Top of SUPPLIED RECORDS

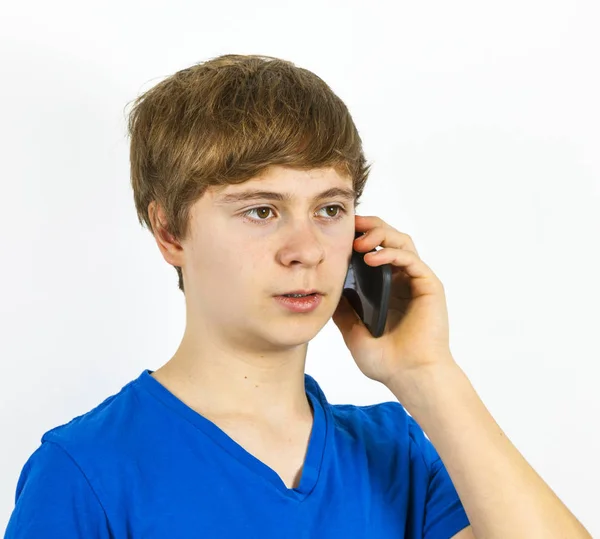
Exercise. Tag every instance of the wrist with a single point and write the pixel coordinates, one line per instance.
(416, 387)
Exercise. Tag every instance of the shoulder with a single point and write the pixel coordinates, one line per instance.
(105, 428)
(386, 425)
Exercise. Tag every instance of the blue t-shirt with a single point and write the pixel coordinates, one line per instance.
(143, 464)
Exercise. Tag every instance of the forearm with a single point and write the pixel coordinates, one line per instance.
(502, 495)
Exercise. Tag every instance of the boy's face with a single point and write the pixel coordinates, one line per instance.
(241, 254)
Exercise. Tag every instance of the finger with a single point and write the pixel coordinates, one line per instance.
(382, 235)
(407, 260)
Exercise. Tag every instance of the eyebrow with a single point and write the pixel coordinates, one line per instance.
(245, 196)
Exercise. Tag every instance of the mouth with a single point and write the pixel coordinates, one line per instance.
(300, 294)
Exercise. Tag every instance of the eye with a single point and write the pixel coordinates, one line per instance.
(263, 211)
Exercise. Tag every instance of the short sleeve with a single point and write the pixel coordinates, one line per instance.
(54, 500)
(444, 512)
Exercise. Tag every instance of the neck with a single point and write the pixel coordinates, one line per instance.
(225, 380)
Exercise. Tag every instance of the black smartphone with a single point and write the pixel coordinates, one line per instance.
(368, 289)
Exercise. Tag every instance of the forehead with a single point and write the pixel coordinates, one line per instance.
(286, 184)
(280, 178)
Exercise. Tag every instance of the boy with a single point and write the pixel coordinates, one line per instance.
(248, 171)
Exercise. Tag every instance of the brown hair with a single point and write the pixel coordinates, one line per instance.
(225, 121)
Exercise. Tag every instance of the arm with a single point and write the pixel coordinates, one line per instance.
(502, 495)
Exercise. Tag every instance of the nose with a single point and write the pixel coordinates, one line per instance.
(303, 245)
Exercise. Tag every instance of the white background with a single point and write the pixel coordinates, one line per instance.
(482, 121)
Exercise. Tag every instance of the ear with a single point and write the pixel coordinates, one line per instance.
(170, 248)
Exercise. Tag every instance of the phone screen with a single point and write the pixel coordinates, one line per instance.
(368, 288)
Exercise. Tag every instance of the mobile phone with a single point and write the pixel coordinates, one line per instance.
(368, 289)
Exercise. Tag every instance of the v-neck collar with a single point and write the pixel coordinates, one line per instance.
(315, 455)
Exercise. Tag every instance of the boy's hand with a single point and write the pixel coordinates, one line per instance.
(416, 333)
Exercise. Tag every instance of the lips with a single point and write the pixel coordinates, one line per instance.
(301, 292)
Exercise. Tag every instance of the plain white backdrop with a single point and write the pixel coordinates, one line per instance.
(483, 123)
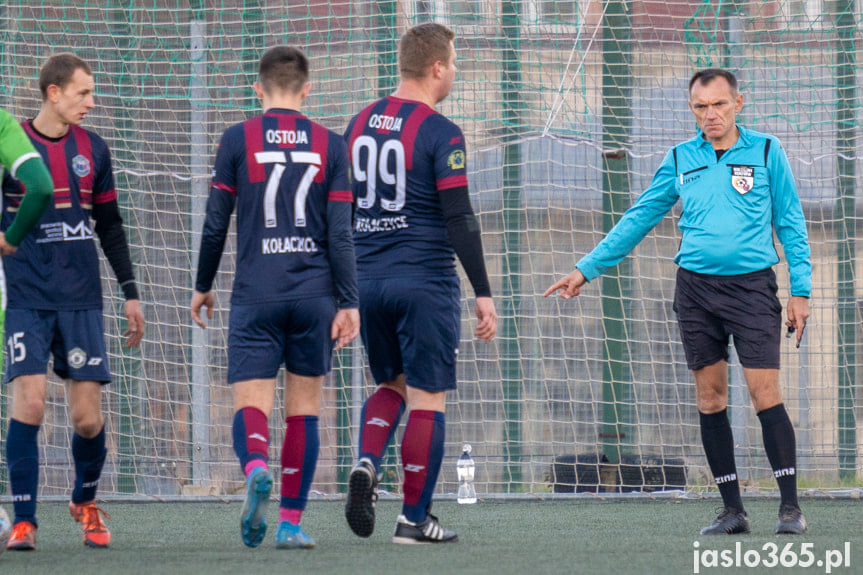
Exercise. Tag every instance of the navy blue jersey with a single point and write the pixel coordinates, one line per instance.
(56, 267)
(403, 156)
(282, 170)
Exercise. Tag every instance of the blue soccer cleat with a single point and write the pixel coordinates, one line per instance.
(290, 536)
(253, 521)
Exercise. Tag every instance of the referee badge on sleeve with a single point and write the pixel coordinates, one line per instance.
(742, 178)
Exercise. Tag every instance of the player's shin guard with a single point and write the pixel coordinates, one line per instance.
(251, 434)
(89, 457)
(422, 453)
(22, 458)
(380, 418)
(299, 459)
(781, 445)
(718, 440)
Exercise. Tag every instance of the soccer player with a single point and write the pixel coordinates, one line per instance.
(55, 298)
(737, 189)
(295, 292)
(413, 217)
(23, 162)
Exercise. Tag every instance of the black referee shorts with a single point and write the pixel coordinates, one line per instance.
(711, 308)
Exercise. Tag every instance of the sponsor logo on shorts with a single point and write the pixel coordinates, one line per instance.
(784, 472)
(726, 478)
(77, 357)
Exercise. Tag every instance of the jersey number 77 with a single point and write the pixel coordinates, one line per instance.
(313, 159)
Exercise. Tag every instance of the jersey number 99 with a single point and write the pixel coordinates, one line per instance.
(378, 165)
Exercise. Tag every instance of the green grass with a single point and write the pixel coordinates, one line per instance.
(500, 537)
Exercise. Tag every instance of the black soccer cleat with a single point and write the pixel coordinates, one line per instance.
(791, 520)
(426, 531)
(729, 522)
(360, 507)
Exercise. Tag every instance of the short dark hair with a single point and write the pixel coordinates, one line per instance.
(58, 71)
(422, 46)
(707, 75)
(283, 69)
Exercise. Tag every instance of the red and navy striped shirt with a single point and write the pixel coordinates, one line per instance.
(56, 267)
(403, 156)
(281, 170)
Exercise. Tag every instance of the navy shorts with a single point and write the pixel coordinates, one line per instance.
(411, 326)
(712, 308)
(74, 338)
(297, 333)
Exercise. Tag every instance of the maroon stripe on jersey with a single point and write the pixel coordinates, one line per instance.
(57, 165)
(393, 107)
(287, 123)
(409, 132)
(85, 182)
(59, 173)
(320, 145)
(359, 125)
(452, 182)
(229, 189)
(252, 130)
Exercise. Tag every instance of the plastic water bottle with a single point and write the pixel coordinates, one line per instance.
(466, 469)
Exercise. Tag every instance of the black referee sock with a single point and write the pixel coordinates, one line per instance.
(781, 447)
(718, 441)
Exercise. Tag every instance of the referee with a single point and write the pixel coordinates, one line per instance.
(736, 188)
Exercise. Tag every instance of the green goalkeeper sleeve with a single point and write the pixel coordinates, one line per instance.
(39, 189)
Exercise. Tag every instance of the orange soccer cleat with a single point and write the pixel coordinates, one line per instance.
(23, 537)
(95, 532)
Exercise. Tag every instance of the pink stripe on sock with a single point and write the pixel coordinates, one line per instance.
(292, 516)
(254, 464)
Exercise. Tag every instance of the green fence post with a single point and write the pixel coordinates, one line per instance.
(846, 153)
(616, 114)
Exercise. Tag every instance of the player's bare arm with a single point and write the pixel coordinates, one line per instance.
(797, 310)
(486, 316)
(200, 300)
(569, 286)
(135, 318)
(346, 327)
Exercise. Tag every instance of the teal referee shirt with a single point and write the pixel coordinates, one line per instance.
(730, 208)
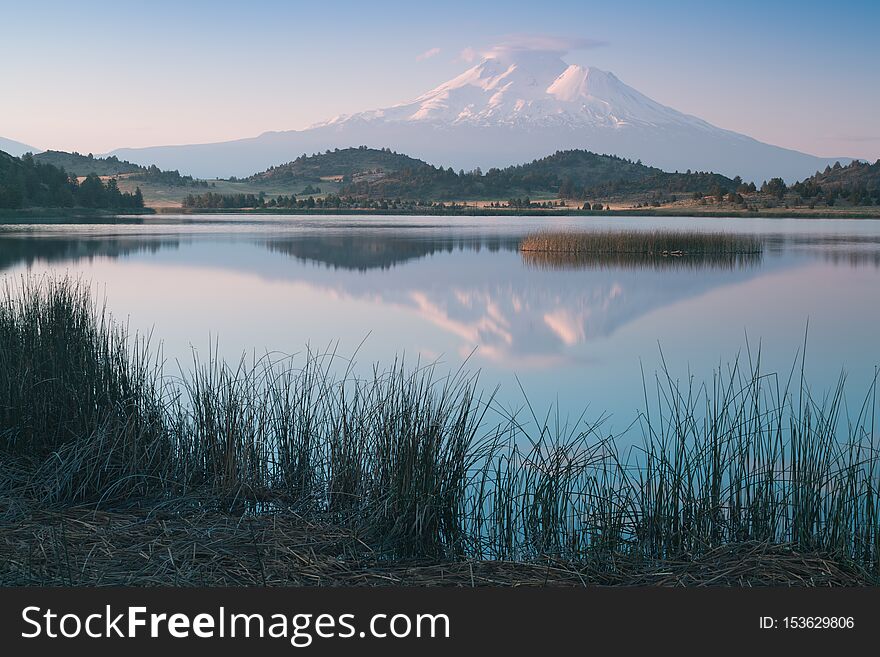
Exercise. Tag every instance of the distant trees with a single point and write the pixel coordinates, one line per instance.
(26, 183)
(775, 187)
(154, 174)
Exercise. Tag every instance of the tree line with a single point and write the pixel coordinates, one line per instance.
(27, 183)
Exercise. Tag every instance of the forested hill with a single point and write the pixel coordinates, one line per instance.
(82, 165)
(338, 164)
(578, 174)
(575, 174)
(858, 181)
(27, 183)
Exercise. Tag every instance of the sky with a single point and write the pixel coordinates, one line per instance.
(92, 77)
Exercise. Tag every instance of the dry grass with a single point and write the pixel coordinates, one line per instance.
(85, 547)
(313, 474)
(657, 243)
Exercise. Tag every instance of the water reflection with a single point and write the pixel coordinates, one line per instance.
(573, 331)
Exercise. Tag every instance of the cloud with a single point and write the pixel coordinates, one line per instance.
(514, 43)
(546, 42)
(431, 52)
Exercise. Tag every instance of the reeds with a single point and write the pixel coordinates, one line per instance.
(660, 243)
(417, 465)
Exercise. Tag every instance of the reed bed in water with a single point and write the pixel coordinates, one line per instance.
(411, 466)
(568, 260)
(656, 243)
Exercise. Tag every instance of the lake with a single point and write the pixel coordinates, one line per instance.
(456, 290)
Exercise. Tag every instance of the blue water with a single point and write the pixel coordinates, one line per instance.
(456, 290)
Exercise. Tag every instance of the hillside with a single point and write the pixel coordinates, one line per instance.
(573, 174)
(857, 180)
(27, 183)
(337, 164)
(82, 165)
(510, 107)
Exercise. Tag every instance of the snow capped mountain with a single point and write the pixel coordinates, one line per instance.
(530, 89)
(510, 108)
(16, 148)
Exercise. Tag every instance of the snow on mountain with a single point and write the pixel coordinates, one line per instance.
(16, 148)
(511, 107)
(530, 89)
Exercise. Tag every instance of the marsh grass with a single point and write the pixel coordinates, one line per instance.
(659, 243)
(418, 465)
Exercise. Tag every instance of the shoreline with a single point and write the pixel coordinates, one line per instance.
(522, 212)
(84, 216)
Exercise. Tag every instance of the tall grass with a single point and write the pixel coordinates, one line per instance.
(667, 243)
(418, 463)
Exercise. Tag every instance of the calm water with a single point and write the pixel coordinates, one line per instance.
(576, 335)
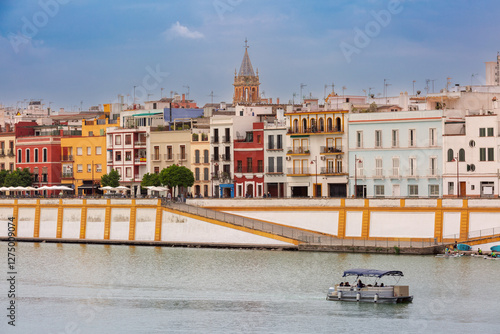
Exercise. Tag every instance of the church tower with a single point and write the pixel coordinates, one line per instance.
(246, 82)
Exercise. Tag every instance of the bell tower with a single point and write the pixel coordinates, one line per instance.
(246, 82)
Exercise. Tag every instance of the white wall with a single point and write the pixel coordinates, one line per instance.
(402, 224)
(48, 223)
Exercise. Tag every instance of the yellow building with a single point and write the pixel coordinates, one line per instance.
(84, 157)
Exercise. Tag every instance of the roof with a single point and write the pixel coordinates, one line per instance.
(372, 273)
(246, 68)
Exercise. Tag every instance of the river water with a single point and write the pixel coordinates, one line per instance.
(72, 288)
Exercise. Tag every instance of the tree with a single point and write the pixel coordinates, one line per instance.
(150, 180)
(177, 176)
(111, 179)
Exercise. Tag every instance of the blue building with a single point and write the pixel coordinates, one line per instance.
(396, 154)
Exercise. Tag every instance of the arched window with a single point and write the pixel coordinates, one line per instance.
(461, 155)
(329, 125)
(313, 125)
(450, 154)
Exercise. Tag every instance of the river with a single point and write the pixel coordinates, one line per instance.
(73, 288)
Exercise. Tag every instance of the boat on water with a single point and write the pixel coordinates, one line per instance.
(376, 292)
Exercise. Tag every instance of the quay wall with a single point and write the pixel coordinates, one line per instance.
(145, 220)
(110, 220)
(441, 219)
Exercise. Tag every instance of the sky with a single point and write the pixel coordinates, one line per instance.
(75, 54)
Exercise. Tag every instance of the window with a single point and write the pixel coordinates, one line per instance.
(432, 137)
(413, 166)
(270, 164)
(482, 154)
(433, 190)
(270, 142)
(411, 138)
(359, 139)
(156, 154)
(395, 138)
(461, 155)
(197, 156)
(451, 188)
(491, 154)
(279, 164)
(433, 166)
(169, 153)
(379, 190)
(395, 167)
(378, 138)
(450, 155)
(378, 167)
(413, 190)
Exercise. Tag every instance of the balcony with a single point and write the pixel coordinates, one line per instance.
(313, 130)
(68, 158)
(298, 150)
(67, 175)
(332, 171)
(298, 171)
(330, 150)
(274, 171)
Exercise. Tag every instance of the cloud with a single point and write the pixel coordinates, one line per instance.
(178, 30)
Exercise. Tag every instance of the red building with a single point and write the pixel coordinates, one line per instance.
(39, 149)
(249, 163)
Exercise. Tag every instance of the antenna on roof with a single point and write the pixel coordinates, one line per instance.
(187, 86)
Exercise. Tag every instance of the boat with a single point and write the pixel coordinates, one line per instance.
(495, 248)
(370, 293)
(463, 247)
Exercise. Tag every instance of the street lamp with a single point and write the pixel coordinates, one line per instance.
(315, 161)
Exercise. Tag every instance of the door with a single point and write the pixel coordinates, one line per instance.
(462, 189)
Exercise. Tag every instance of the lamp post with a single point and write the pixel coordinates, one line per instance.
(458, 183)
(315, 161)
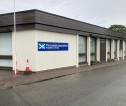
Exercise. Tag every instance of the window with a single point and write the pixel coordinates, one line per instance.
(93, 49)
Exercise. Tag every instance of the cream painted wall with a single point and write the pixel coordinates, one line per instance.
(25, 49)
(55, 59)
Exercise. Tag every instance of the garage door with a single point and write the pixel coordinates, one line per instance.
(6, 49)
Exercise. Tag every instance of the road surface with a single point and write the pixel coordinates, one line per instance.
(100, 87)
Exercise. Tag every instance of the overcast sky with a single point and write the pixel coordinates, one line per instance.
(98, 12)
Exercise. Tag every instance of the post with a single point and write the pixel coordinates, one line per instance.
(106, 50)
(14, 39)
(123, 50)
(88, 50)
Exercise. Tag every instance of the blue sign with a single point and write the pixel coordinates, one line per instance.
(52, 46)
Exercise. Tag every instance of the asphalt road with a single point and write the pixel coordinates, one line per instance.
(101, 87)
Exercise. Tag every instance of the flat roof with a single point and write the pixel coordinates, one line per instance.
(36, 19)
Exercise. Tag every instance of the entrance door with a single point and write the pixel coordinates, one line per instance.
(102, 50)
(5, 49)
(82, 50)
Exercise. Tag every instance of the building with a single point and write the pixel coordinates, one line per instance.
(50, 41)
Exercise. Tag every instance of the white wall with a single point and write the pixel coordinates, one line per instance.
(55, 59)
(25, 49)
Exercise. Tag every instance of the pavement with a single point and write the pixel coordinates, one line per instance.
(99, 87)
(9, 80)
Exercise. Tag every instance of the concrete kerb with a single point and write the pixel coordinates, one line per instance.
(43, 76)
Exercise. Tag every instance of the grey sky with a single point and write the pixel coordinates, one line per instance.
(99, 12)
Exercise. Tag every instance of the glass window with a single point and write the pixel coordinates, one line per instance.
(82, 49)
(93, 49)
(109, 49)
(82, 44)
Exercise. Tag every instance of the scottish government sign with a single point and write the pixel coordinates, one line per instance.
(52, 46)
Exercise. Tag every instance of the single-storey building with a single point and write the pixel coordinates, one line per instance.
(50, 41)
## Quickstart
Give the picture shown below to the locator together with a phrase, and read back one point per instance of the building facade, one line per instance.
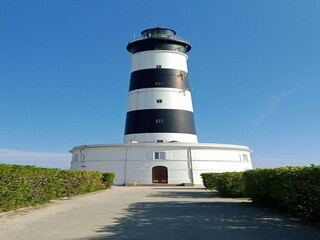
(160, 141)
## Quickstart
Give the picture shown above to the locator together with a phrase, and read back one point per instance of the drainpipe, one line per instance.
(125, 166)
(191, 165)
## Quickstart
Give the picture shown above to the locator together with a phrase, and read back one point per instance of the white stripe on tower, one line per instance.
(159, 102)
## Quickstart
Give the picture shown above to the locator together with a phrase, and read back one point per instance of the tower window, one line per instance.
(75, 157)
(159, 120)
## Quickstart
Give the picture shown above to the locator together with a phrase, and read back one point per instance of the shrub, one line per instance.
(295, 189)
(229, 184)
(22, 186)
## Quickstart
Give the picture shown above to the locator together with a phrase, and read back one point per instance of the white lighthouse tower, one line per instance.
(160, 141)
(160, 105)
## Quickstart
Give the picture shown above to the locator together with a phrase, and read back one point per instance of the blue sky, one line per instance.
(254, 73)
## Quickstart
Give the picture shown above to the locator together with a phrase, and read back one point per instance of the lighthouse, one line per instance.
(160, 144)
(159, 101)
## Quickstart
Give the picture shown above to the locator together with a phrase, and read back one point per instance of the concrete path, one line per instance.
(152, 213)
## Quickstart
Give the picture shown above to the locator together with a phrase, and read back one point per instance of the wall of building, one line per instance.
(133, 163)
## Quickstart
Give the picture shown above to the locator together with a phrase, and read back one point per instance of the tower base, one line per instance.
(161, 163)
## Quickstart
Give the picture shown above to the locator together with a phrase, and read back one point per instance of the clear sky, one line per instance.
(254, 73)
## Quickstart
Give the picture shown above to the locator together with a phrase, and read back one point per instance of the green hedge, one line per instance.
(22, 186)
(294, 189)
(229, 184)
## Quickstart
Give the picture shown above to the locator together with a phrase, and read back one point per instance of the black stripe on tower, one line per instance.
(160, 121)
(147, 44)
(158, 77)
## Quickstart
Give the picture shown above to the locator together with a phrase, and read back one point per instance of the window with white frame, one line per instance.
(159, 120)
(159, 155)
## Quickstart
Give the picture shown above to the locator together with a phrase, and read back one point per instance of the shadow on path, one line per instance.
(203, 220)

Bottom of SUPPLIED RECORDS

After locating the line that contains "clear sky, one line per instance.", output it and the remaining lines of the material above, exactly as they read.

## ANSWER SECTION
Give the picture shown above to the locator together with a phrase, and read back one point per instance of the clear sky, one line per instance.
(254, 73)
## Quickstart
Give the picture shown above to the locator together with a phrase, and read back one point per instance of the green hedge, one line per instance.
(22, 186)
(294, 189)
(229, 184)
## Quickstart
Give the picture shown above to the locator together with a phrase, and read back one point per instance of the black stripe on tower, one line per instance.
(160, 121)
(147, 44)
(158, 77)
## Quickstart
Give the picture shown above to the locator together with a phrase, and read back one point per instance of the window with white frame, one line per instance.
(159, 120)
(159, 155)
## Quickstart
Give the picture shown above to the locator together with a phrase, and read back one point per instance of the shadow on path, one line per instance.
(203, 220)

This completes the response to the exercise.